# ASSIGNED TASK
Please retype the records below exactly as they stand.

# Stored data entries
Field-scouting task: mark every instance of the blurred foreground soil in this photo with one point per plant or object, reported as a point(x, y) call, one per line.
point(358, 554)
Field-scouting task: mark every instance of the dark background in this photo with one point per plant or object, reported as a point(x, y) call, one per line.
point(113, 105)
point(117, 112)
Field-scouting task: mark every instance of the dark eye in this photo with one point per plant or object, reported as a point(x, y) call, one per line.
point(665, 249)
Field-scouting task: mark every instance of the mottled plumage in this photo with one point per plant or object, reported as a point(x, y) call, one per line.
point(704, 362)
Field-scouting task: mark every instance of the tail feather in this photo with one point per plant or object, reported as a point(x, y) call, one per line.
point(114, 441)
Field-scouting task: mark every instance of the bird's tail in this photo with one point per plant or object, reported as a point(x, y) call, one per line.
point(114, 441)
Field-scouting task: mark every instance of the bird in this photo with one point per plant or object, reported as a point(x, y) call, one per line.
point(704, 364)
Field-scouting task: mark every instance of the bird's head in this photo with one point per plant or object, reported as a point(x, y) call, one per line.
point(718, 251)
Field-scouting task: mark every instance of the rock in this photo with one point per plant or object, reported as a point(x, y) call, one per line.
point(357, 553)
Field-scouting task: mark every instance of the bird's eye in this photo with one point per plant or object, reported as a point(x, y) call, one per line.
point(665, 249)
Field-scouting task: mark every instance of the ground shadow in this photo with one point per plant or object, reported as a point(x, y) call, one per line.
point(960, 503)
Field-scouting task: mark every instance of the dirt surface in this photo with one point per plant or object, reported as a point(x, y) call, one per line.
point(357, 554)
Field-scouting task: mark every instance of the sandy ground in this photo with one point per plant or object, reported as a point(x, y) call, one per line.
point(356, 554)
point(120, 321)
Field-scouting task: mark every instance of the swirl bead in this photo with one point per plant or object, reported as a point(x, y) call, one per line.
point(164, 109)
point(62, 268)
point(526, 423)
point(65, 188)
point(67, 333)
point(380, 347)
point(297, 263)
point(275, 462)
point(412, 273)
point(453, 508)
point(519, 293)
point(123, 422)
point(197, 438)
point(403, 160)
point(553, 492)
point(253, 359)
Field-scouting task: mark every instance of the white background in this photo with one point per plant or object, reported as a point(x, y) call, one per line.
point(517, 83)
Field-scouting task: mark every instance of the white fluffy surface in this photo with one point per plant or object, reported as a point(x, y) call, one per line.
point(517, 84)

# RESPONSE FOR THIS EXERCISE
Field-scouting task: mark every instance of the blurred foreground soil in this photo with one point per plant or object, reported as a point(x, y) call, one per line.
point(358, 554)
Field-scouting task: mark every instance of the dark background in this photo with one point per plant or object, reported as a point(x, y) call, one per line.
point(113, 105)
point(117, 112)
Field-scouting task: mark every instance of the dark eye in this photo with one point per plant or object, reported as a point(x, y) call, one per line.
point(665, 249)
Field-scouting task: mark every instance of the mottled plumage in this photo with one point per plant or object, reported as a point(x, y) call, one per line.
point(704, 362)
Field-scouting task: mark every instance of the tail feather in this photo with one point per plant or object, reported as a point(x, y) call, one per line.
point(114, 441)
Field-scouting task: mark every instance of the bird's tail in this photo with one point per plant or object, reported as a point(x, y) call, one per line.
point(114, 441)
Field-scouting task: mark every instance of the bird in this photo with one point per plant or object, reported as a point(x, y) call, one per line.
point(704, 364)
Field-scouting task: mark every instance of the bird's head in this photo with one point per plant or object, reported as a point(x, y) call, one per line.
point(718, 251)
Field-scouting task: mark every instance of the rock in this photo with one point per plant or object, reported as a point(x, y) call, one per line.
point(357, 553)
Field-scouting task: mark every instance of the bird's eye in this photo with one point per plant or object, reported as a point(x, y) call, one per line.
point(665, 249)
Field-scouting task: mark every instance of the ground shadow in this photo with one point per plant or object, reported as a point(x, y) call, one per line.
point(960, 503)
Field-scouting task: mark every instance of the dirt surface in this photo with one point per plant or object, reported as a point(x, y) call, one per line.
point(357, 554)
Field-scouting task: mark every instance of the sandy ground in this photo with one point per plant or object, reported as a point(x, y) call, one per line.
point(356, 554)
point(120, 321)
Field-scouting task: mark every instance of the swirl bead in this photo with one point per plant or object, reported as a point(x, y) call, one per line.
point(164, 109)
point(62, 268)
point(526, 423)
point(65, 188)
point(67, 333)
point(380, 347)
point(297, 263)
point(275, 462)
point(412, 273)
point(453, 508)
point(519, 293)
point(123, 422)
point(197, 438)
point(403, 160)
point(553, 492)
point(253, 359)
Field-scouting task: mark every instance of the white background in this photo with one point per plant or object, reported as a point(x, y) call, one per line.
point(517, 83)
Field-scouting task: mark every instance of the white fluffy surface in this photo with one point per plant or object, reported as a point(x, y) call, one per line.
point(517, 84)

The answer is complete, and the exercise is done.